Activity → If a line below contains the string "lantern", return that line.

Raw data →
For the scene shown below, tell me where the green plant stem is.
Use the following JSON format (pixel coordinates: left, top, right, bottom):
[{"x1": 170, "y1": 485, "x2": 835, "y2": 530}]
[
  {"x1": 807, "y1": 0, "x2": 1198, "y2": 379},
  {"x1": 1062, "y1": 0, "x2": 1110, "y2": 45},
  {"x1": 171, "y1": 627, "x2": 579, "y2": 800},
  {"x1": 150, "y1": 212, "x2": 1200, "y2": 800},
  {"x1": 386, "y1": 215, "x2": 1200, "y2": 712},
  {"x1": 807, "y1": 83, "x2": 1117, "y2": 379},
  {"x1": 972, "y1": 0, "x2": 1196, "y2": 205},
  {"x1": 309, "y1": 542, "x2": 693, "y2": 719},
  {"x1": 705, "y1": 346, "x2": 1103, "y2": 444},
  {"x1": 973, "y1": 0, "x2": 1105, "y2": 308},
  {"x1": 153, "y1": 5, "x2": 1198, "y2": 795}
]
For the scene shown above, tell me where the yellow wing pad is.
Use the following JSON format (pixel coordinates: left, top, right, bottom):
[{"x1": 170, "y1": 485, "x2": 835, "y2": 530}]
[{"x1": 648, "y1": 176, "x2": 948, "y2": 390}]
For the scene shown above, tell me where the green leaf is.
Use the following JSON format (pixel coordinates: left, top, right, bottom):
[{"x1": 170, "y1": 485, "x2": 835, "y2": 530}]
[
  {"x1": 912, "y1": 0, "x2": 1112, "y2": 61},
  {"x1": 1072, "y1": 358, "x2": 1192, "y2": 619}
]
...
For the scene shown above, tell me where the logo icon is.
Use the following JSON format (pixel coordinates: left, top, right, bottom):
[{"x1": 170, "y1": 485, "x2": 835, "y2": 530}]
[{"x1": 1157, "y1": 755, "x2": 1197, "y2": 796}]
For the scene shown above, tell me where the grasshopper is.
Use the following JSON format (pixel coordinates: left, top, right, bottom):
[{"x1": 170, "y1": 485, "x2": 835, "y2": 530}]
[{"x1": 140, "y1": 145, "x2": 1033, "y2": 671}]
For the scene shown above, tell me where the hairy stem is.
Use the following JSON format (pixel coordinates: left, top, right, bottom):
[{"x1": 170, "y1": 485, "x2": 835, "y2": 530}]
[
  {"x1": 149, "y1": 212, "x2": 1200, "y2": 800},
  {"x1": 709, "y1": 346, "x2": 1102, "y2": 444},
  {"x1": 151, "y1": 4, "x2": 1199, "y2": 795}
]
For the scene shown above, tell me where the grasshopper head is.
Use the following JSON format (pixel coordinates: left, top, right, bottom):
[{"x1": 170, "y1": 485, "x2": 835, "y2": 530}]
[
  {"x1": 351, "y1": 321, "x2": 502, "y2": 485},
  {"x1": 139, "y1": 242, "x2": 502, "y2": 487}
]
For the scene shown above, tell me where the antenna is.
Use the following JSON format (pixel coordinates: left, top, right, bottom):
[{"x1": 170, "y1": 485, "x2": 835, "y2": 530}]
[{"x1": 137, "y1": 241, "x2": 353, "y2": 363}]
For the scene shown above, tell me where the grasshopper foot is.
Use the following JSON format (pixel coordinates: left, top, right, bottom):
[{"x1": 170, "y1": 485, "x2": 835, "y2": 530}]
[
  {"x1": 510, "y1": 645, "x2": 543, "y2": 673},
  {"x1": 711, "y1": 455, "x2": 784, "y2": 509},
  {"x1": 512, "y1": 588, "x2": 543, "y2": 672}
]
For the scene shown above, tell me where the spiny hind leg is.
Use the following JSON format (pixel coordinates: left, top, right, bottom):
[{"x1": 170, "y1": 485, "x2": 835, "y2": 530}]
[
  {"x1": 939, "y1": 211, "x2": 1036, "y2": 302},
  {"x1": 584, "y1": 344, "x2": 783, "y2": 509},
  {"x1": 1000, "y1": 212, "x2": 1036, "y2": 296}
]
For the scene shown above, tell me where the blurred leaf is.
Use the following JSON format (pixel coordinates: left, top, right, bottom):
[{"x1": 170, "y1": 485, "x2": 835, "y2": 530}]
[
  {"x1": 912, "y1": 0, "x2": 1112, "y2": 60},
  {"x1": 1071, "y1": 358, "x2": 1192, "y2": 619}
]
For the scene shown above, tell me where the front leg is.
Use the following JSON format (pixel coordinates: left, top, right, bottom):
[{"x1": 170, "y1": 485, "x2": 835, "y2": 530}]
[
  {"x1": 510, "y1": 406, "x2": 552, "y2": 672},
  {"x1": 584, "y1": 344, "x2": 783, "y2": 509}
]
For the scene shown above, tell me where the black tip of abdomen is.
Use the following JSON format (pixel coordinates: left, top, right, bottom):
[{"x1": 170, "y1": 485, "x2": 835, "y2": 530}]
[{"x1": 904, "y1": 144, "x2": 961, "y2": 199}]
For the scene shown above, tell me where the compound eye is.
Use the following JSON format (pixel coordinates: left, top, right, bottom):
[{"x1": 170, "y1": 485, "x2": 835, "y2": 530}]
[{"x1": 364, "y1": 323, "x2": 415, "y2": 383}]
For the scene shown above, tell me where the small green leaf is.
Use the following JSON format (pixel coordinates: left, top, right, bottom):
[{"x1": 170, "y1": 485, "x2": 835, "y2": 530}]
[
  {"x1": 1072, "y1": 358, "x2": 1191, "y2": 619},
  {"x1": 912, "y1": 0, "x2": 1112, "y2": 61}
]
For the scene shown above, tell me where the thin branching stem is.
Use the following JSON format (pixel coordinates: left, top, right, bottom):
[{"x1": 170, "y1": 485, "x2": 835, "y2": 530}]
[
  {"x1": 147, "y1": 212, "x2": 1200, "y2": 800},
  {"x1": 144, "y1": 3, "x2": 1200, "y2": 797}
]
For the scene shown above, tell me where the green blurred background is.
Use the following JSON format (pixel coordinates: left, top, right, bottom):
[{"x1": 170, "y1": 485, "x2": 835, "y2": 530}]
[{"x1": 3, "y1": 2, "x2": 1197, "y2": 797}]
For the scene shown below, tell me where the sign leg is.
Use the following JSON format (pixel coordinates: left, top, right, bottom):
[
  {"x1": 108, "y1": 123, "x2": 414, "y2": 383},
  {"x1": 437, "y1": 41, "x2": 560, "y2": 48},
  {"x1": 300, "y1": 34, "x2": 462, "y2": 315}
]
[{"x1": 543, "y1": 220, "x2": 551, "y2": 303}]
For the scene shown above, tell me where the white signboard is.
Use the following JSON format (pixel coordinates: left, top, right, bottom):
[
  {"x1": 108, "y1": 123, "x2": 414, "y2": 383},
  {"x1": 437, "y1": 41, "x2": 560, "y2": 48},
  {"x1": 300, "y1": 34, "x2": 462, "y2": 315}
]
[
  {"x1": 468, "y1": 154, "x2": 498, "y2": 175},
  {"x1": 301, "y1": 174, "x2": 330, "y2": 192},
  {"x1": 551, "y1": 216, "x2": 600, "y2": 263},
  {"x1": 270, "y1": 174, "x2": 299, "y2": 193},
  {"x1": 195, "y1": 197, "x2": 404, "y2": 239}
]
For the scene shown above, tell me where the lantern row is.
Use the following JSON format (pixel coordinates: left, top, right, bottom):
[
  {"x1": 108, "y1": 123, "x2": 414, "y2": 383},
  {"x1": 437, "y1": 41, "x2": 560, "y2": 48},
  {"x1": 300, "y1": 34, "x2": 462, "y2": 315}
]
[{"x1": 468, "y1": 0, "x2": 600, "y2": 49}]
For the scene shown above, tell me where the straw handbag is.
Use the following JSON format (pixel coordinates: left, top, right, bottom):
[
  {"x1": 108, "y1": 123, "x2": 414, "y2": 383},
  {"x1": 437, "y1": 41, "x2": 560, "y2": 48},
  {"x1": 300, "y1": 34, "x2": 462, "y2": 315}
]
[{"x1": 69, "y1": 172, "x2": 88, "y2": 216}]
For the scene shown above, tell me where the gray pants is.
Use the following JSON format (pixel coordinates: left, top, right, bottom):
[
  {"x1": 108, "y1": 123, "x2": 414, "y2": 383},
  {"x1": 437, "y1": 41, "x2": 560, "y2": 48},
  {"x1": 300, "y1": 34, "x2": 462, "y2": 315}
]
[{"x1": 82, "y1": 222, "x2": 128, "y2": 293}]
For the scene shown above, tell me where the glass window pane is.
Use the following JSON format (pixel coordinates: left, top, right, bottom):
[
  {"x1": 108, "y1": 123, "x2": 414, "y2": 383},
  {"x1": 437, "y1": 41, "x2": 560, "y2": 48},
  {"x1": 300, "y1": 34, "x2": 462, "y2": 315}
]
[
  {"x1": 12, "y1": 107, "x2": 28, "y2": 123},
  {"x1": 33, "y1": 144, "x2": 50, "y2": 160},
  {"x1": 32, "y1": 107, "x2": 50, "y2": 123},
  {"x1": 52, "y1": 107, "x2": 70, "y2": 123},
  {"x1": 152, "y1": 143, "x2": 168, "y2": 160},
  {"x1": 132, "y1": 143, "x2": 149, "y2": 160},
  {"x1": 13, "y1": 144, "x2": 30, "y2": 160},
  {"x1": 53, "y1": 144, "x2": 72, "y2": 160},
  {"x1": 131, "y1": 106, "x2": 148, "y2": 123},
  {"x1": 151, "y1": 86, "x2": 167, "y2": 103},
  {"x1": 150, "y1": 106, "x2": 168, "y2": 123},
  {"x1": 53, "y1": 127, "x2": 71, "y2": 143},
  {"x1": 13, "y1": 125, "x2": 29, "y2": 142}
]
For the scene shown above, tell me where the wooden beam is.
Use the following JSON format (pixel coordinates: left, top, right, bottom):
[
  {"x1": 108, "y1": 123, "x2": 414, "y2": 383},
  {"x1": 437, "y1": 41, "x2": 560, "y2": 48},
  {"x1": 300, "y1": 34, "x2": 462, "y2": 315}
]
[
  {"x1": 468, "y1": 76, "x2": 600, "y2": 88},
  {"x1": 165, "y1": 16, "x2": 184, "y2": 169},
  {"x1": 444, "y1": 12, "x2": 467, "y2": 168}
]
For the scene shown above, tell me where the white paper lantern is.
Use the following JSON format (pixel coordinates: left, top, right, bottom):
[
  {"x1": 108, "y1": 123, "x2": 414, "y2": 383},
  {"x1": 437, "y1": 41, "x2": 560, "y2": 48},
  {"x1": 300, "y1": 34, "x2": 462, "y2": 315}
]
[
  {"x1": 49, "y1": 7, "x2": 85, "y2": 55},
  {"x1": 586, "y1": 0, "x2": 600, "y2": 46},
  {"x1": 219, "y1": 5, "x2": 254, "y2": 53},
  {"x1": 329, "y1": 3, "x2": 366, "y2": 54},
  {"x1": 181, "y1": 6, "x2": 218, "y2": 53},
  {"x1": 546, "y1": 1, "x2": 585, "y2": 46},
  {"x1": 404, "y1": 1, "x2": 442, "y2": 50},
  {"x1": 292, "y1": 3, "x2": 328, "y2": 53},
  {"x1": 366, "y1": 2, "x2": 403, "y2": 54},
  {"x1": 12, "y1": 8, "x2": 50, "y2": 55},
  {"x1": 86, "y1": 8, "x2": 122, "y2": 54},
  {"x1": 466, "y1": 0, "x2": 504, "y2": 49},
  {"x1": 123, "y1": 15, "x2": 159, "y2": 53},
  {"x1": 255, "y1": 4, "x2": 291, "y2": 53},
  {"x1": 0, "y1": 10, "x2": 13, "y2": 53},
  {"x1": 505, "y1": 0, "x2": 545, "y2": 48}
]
--
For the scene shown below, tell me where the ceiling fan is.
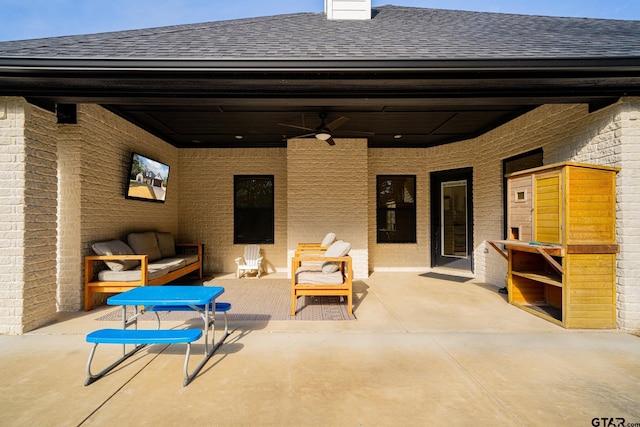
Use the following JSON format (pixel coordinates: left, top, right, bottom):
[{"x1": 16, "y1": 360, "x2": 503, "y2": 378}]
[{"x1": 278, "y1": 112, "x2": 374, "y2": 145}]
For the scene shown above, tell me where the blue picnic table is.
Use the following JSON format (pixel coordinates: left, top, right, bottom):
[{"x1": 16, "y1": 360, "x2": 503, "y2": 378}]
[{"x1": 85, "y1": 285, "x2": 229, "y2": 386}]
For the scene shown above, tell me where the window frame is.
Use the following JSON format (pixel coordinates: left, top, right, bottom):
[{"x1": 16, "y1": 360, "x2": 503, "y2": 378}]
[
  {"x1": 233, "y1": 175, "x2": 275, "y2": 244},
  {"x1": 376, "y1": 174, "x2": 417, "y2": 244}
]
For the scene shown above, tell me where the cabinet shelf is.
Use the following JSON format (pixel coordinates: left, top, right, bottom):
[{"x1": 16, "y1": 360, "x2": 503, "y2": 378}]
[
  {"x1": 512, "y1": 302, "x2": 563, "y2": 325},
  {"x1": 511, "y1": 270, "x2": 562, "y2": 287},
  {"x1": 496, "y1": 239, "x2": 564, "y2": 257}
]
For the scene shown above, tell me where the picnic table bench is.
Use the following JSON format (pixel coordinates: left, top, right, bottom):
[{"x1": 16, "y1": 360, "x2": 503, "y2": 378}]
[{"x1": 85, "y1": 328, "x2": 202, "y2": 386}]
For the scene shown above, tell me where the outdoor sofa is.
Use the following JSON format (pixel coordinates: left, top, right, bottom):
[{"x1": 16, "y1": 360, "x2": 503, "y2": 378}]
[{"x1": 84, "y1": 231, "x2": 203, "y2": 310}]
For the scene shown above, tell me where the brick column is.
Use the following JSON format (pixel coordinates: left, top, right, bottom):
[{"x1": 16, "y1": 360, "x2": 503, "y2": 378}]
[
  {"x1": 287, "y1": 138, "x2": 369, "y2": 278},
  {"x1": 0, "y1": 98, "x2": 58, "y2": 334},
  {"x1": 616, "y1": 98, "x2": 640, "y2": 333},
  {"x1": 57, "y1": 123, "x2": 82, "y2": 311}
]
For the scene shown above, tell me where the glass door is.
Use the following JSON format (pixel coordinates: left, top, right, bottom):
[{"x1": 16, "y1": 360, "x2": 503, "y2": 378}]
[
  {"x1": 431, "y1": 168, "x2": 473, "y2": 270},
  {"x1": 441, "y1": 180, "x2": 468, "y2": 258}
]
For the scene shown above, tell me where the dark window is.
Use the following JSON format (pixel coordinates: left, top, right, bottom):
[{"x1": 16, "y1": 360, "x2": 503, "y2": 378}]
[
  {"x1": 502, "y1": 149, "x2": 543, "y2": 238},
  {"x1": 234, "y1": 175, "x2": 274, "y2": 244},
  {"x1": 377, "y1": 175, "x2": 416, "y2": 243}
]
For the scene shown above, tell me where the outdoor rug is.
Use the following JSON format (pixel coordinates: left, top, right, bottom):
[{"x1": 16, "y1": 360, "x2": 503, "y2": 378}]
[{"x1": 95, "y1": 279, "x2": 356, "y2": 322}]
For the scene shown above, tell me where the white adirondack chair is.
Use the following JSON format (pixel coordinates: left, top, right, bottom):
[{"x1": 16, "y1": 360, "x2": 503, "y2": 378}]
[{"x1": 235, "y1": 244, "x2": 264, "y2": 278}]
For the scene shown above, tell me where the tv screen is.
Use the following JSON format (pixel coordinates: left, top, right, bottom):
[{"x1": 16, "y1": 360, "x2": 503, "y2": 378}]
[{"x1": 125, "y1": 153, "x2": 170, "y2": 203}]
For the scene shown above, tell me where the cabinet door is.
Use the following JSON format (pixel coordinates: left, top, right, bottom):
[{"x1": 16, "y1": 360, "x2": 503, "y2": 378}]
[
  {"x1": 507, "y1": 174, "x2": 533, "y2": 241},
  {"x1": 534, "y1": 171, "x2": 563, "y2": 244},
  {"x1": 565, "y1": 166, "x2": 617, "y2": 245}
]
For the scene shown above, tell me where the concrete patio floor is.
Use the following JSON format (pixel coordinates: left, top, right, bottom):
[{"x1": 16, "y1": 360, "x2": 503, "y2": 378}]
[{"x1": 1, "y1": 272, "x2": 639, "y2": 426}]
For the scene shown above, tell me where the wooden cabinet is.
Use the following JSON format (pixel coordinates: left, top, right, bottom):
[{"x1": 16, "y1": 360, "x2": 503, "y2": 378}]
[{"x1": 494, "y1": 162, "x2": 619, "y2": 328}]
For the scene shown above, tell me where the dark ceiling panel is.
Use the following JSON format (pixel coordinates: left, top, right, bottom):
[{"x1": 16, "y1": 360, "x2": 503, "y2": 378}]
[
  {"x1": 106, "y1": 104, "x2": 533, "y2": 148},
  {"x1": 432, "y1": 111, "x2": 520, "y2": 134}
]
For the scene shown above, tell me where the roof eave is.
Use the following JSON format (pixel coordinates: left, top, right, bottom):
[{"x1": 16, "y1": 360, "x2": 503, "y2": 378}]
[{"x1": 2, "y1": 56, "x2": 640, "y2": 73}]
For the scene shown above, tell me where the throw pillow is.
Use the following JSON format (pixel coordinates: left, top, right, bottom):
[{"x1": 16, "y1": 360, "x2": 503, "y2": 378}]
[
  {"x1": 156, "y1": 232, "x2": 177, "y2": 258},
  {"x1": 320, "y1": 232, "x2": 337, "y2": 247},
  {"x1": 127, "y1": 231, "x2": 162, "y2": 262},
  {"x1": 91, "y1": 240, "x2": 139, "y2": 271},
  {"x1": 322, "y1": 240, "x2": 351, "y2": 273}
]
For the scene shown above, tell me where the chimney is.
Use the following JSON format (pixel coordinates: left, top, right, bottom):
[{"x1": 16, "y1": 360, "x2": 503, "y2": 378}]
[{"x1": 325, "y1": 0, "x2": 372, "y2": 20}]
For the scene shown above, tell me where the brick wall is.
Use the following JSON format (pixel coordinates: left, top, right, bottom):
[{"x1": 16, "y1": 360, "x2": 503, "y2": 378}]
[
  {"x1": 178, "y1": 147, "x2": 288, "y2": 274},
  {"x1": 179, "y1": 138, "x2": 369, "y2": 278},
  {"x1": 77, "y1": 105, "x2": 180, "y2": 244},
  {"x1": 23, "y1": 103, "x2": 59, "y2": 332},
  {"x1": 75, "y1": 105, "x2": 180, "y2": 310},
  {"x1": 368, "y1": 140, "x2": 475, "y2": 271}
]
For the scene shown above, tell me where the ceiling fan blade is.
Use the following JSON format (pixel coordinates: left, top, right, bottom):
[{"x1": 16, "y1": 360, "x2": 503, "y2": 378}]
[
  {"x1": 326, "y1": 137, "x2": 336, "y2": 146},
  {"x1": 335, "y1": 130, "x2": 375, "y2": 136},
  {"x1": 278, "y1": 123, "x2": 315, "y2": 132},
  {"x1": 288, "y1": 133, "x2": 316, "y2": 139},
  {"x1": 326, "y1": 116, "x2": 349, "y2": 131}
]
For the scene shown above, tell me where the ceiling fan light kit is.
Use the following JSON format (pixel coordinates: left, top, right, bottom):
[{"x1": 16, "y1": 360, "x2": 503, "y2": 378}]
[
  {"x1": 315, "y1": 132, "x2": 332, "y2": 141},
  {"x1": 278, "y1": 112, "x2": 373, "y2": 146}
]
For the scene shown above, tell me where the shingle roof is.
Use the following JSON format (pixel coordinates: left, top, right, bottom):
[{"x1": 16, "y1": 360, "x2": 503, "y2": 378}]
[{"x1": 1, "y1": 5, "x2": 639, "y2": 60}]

Output below →
For the scene shown above, tell me where the lantern row is.
For the scene shown above, tell me where the white paper lantern is.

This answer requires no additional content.